◆ Aim of the task ◆
What is needed is an exact transcription of the line with "# set a point" and all the lines that follow it in the entries below; add nothing else.

◆ Records from a dataset ◆
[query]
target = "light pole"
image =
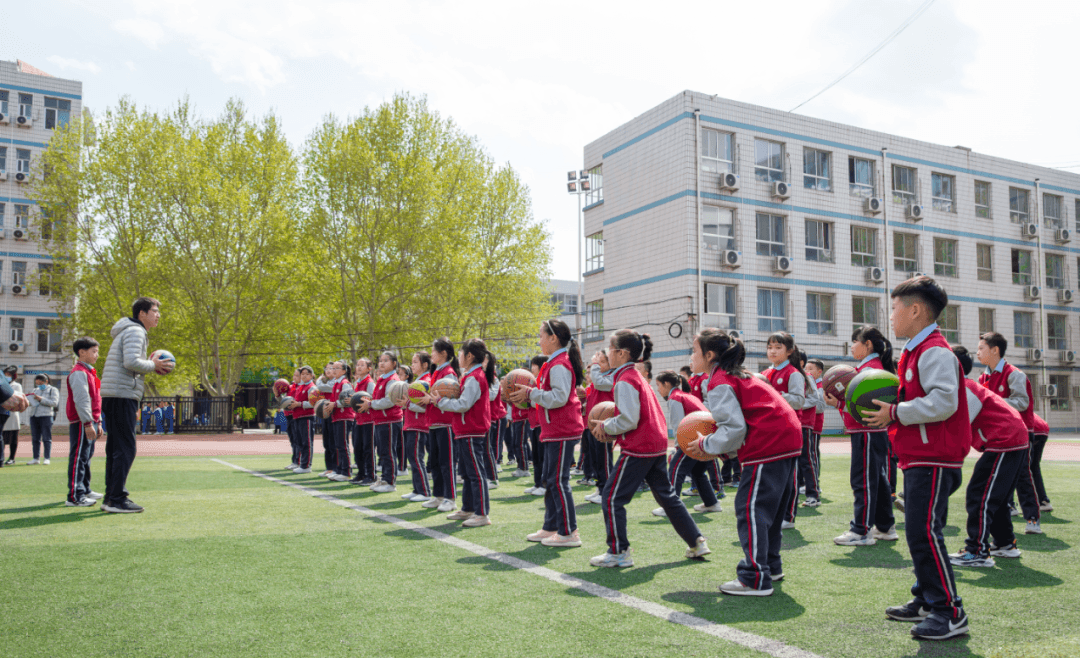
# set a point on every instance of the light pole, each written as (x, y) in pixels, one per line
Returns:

◆ Your response ◆
# set a point on every instance of the light pole, each written as (x, y) in pixels, one per line
Returns:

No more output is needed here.